**TASK GOAL**
Filter the entries that follow, copying every line in which the word "logo" appears.

Records from a dataset:
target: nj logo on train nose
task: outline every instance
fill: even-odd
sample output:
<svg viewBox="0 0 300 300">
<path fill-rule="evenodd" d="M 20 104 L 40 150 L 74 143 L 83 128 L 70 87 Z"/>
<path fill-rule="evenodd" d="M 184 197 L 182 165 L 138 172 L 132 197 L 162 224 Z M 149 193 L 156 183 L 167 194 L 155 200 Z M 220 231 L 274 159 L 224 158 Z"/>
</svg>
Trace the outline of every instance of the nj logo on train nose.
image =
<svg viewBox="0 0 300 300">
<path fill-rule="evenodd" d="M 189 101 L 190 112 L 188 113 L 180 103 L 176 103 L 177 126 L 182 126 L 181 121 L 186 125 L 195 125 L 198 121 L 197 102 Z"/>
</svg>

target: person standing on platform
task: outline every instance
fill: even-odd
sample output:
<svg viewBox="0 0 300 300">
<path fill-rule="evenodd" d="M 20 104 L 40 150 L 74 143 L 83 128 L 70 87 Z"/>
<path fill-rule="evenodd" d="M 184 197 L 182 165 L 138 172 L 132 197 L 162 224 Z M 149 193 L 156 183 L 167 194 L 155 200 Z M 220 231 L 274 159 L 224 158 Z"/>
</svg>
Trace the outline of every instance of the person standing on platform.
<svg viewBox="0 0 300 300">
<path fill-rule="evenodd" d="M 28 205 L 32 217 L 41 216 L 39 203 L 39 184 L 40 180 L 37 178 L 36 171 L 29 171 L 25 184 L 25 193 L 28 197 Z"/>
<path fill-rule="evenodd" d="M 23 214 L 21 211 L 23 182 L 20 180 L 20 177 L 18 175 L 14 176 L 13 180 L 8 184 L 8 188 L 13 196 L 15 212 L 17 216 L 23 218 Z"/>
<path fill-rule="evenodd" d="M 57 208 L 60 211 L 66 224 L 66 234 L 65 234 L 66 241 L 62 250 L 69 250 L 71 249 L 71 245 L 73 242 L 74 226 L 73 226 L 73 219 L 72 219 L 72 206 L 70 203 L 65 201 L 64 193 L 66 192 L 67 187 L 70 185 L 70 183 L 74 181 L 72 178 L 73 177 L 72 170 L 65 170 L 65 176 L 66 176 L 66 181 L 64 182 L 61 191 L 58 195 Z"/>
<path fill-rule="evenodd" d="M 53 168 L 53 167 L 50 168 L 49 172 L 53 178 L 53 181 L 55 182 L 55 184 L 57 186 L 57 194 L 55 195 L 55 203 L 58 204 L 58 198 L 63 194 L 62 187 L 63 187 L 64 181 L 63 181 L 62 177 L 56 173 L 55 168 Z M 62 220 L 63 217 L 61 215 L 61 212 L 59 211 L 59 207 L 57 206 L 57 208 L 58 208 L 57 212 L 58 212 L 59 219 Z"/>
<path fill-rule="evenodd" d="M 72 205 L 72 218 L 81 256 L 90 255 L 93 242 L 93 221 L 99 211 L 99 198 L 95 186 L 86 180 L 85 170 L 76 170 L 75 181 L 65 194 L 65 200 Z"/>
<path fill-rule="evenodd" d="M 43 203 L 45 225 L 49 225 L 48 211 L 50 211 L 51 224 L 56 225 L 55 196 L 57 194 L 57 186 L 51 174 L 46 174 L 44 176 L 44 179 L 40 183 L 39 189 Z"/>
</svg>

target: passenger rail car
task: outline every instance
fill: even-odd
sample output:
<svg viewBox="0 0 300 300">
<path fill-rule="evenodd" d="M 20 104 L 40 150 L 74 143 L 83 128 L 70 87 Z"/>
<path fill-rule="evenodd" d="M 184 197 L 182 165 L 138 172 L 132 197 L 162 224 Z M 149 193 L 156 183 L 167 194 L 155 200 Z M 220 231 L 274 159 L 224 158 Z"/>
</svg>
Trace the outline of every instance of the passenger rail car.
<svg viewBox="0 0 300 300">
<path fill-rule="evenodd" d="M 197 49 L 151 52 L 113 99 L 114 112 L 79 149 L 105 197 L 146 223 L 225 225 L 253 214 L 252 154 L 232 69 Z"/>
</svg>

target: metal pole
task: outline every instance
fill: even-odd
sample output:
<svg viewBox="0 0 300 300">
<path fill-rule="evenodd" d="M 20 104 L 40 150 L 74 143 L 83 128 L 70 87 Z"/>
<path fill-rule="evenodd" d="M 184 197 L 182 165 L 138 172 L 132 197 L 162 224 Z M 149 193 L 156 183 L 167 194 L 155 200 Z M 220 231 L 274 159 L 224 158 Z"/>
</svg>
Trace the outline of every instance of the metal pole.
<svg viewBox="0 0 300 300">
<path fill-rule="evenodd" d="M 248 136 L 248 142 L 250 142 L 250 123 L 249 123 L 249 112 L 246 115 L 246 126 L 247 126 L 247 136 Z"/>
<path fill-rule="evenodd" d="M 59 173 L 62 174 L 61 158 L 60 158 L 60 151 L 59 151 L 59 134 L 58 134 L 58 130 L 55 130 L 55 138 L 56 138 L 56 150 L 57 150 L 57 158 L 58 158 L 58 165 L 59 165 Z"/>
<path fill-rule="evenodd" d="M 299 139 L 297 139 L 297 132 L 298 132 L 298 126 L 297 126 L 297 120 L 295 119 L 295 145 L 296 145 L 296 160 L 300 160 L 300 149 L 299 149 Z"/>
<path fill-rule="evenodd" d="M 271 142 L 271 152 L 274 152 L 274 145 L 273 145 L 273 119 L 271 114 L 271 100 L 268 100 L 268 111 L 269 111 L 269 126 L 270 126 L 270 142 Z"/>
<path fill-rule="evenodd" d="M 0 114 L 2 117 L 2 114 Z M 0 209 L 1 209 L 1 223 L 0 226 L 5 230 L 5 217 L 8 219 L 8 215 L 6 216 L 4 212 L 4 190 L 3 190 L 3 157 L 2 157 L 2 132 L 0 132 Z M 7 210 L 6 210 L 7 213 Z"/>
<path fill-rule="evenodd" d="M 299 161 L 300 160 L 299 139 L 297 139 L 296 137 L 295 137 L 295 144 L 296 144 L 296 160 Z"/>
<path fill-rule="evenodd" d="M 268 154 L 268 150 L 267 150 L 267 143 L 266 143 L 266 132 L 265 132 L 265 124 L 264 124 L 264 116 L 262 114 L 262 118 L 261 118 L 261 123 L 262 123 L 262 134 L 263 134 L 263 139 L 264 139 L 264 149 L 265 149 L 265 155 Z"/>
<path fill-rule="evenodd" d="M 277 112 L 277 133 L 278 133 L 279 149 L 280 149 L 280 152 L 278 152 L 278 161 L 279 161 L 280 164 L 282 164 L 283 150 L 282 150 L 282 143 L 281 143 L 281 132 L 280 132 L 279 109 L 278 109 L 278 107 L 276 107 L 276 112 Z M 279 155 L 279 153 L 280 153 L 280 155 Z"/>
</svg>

**SOLUTION FOR THIS TASK**
target: nj logo on train nose
Trace the outline of every instance of the nj logo on train nose.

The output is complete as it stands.